What you need to do:
Please print each entry below exactly as it reads.

Supplied material:
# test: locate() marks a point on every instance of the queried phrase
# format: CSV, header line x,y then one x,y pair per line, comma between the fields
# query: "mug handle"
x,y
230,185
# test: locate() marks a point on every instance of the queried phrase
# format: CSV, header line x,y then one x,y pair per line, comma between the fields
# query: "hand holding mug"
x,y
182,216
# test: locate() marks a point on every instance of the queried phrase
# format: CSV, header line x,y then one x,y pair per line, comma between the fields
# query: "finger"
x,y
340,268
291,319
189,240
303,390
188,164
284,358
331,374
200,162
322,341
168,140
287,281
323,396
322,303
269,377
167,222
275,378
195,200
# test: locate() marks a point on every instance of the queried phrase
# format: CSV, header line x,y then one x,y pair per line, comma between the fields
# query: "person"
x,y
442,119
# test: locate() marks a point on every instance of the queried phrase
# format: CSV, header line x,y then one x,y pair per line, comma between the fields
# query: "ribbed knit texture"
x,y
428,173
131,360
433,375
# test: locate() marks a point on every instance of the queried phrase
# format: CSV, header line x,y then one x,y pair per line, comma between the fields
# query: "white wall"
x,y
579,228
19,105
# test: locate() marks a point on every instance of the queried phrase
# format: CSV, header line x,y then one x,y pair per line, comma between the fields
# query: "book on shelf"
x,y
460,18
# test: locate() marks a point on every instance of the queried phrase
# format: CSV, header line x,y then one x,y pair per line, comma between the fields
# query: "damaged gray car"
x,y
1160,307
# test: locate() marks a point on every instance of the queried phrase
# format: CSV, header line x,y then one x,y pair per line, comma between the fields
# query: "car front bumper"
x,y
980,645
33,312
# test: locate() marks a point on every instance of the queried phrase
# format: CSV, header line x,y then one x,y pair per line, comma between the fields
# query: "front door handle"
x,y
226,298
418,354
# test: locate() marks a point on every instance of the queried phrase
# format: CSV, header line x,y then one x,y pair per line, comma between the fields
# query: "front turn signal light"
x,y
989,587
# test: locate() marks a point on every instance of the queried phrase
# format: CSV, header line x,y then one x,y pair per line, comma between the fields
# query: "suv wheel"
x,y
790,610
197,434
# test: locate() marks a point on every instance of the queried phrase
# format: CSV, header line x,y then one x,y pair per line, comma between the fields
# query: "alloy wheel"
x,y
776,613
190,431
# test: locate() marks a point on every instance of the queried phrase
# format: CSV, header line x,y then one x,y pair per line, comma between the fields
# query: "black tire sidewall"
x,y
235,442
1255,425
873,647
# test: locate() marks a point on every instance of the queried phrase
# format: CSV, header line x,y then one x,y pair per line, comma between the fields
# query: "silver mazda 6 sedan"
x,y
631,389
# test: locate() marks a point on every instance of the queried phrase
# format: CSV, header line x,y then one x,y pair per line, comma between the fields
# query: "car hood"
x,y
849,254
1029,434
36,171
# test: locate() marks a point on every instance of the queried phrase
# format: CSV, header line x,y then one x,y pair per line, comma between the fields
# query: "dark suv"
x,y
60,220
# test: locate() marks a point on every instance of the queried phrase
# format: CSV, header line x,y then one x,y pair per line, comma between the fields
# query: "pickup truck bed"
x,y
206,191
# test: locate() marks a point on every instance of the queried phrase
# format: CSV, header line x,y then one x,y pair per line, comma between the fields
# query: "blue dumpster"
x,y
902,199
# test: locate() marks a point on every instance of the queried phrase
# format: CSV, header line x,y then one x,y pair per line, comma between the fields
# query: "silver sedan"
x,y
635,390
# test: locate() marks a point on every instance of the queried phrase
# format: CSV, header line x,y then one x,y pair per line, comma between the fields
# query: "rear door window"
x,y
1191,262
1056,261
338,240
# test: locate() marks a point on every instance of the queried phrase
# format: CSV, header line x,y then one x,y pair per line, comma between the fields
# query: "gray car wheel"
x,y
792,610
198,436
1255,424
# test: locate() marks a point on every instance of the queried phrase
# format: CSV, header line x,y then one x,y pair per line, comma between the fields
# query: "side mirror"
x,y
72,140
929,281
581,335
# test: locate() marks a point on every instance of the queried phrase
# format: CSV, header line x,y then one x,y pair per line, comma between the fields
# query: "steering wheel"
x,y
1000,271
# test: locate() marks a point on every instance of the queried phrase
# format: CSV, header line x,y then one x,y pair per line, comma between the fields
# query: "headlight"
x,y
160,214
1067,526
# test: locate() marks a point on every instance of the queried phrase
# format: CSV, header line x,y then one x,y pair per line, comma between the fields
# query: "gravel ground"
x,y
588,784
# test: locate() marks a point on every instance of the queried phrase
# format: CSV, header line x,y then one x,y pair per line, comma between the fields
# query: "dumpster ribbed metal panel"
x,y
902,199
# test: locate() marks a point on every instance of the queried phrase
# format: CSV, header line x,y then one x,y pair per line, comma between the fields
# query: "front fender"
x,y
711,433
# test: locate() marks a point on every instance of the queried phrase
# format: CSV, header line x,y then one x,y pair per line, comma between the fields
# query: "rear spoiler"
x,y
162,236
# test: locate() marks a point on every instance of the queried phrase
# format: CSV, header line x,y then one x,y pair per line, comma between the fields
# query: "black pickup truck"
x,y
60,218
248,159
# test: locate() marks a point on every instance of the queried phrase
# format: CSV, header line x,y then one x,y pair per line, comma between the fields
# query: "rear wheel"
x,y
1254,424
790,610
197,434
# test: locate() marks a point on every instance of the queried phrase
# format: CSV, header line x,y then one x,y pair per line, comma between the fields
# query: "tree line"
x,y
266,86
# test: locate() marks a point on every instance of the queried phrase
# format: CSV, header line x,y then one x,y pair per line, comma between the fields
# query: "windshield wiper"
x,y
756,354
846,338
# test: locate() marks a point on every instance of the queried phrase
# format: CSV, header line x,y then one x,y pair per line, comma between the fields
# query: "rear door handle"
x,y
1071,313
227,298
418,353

Result of this task:
# test: locate() marks a point on every instance of the queried phrase
# format: CSV, header line x,y then one x,y pair per line, comma between the fields
# query: "mug handle"
x,y
230,185
# test: locate() marks a point on every instance of the queried phrase
# format: CSV, header line x,y then one x,y pair per line, comma between the fields
# query: "hand holding mug"
x,y
182,216
# test: locate() marks a point on every instance of the queried phrase
# format: CSV, header line x,y then one x,y pair per line, comma between the fields
# query: "finger"
x,y
340,268
291,319
189,240
303,390
188,164
284,358
331,374
200,162
322,341
168,140
287,281
323,396
322,303
269,377
167,222
275,378
195,200
# test: locate() marks a point on every instance of the queried phrase
# format: CSV, header line x,y then one x,y pair per line, comma between the fields
# query: "person"
x,y
442,119
# test: locate() marks a point on every instance of the queried phrase
# format: CSV, header line x,y then one x,y pair per line, comma between the fields
# query: "ribbed knit texture"
x,y
428,173
131,360
433,375
# test: locate() marks a point on every instance of the queried phrase
# format: CSV, header line x,y then one x,y pair per line, comma between the fields
# query: "white wall"
x,y
579,228
19,105
# test: locate() marks a point on every instance of the queried phrase
# format: CSV, header line x,y then one x,y pair per line, comma between the fields
# query: "book on shelf"
x,y
460,18
# test: locate() marks a point on every instance of the queried phrase
# format: CSV, header line x,y then one x,y pair per line, comma between the fields
# query: "damaged gray car"
x,y
1160,307
# test: locate() marks a point on every instance of the queried phrase
# format: CSV, header line x,y then one x,y pair per line, comma between the fields
# query: "car front bumper"
x,y
980,645
33,312
# test: locate() marks a point on every instance of the queried phrase
# format: CSV, header line x,y then one x,y pair per line, comma between the fields
# query: "front door handle"
x,y
226,298
418,354
# test: locate() marks a point on every instance of the queried phrase
# format: CSV, header line x,y then one x,y pair per line, comma between the fields
# query: "front turn signal light"
x,y
989,587
# test: locate() marks a point on every instance of the queried phrase
# format: CSV, header line x,y then one x,y pair per line, comma between the fields
# query: "suv wheel"
x,y
790,610
197,434
# test: locate() marks a point on every instance of the queried phrase
# format: CSV, header line x,y then one x,y pair per line, comma between the fields
# query: "alloy wheel"
x,y
776,613
190,431
# test: locate() marks a point on every instance of the queried phrase
# format: CSV, header line x,y then one x,y pair per line, comma between the fields
# query: "black tire sidewall"
x,y
235,442
1255,425
873,647
# test: locate() marks a point on every instance of the queried phrase
# format: CSV, header line x,y then one x,y pair per line, comma between the fields
# query: "silver mazda 6 sedan"
x,y
631,389
# test: locate() marks a point on every instance of the queried phrase
# format: CSV, header line x,y then one x,y pair per line, comma between the fields
# query: "car hood"
x,y
849,254
1029,434
36,171
# test: locate() marks a point on every instance of the queried phrase
# format: CSV, header line x,y then one x,y pair per line, comma between the fields
# query: "dark suv"
x,y
60,220
# test: locate() marks a point on every instance of the queried phrase
# format: CSV, header line x,y then one x,y pair per line, comma between the fields
# query: "pickup truck bed"
x,y
206,191
# test: locate() marks a point on every instance of the queried phrase
# format: CSV, header line x,y then one x,y pair per line, comma between the fields
# query: "blue dumpster"
x,y
902,199
# test: locate() marks a point on every instance of the queried phrase
# format: CSV, header line x,y then one x,y pair per line, comma between the fields
# query: "silver sedan"
x,y
635,390
# test: locate() marks a point on every instance of the queried phrase
# format: CSV, header line x,y then one x,y pair per line, comma between the fields
# query: "rear door window"
x,y
1191,262
1056,261
338,240
# test: locate() marks a point on every instance of the queried phrase
# format: CSV, header line x,y then one x,y pair per line, comma between the fields
# query: "gray car wheel"
x,y
792,610
198,436
1255,424
# test: locate() marks a point on every instance of the queried phrase
# format: CSV, header line x,y then one x,y pair per line, comma between the fields
# query: "side mirror"
x,y
72,140
929,281
581,335
# test: locate() marks a point on every instance of the queried phrase
# format: CSV, header line x,y then one x,y pair per line, comma between the fields
# query: "steering wheel"
x,y
1000,271
# test: locate() marks a point on every instance of the queried phrase
# format: CSV, header line x,y then one x,y pair per line, comma between the fields
# query: "headlight"
x,y
160,214
1067,526
# test: locate() marks a point on every instance of the queried phrase
# format: CSV, header line x,y then one x,y pair per line, comma between the fields
# query: "gravel ground"
x,y
588,784
# test: locate() marks a point on every instance of the queried phrase
# format: CSV, header line x,y then one x,y pair per line, comma between the fields
# query: "dumpster ribbed metal panel"
x,y
902,199
# test: locate() marks a point on every instance of the queried phrase
# format: CSV, header line x,y then one x,y pair per line, comma between the fields
# query: "front fender"
x,y
711,433
# test: locate() marks a point on every instance of the queried phrase
# format: CSV, header line x,y then one x,y pair per line, comma between the fields
# query: "rear spoiler"
x,y
162,236
# test: locate() marks a point on every instance of the queried phrase
# format: CSV, header line x,y then one x,y pair per line, comma between the fields
# query: "black pickup truck"
x,y
60,218
248,159
# test: locate() marks a point on every instance of the queried phrase
# format: CSV, header line x,y then one x,y pair per line, comma between the fields
# query: "rear wheel"
x,y
1254,424
790,610
197,434
# test: locate() marks a point on every instance of the queried phrase
# format: CSV, header line x,y then one x,y pair per line, comma between the fields
# query: "tree line"
x,y
266,86
# test: locate() marks a point on every instance of the queried phrase
# format: CSV, header line x,y then one x,y pair per line, comma between the fields
# query: "windshield wiper"
x,y
756,354
846,338
# test: locate() marks a point on every instance of the queried phrase
# format: CSV, header line x,y then one x,y pair per line, comma between the fields
# query: "rear door handle"
x,y
1071,313
227,298
418,353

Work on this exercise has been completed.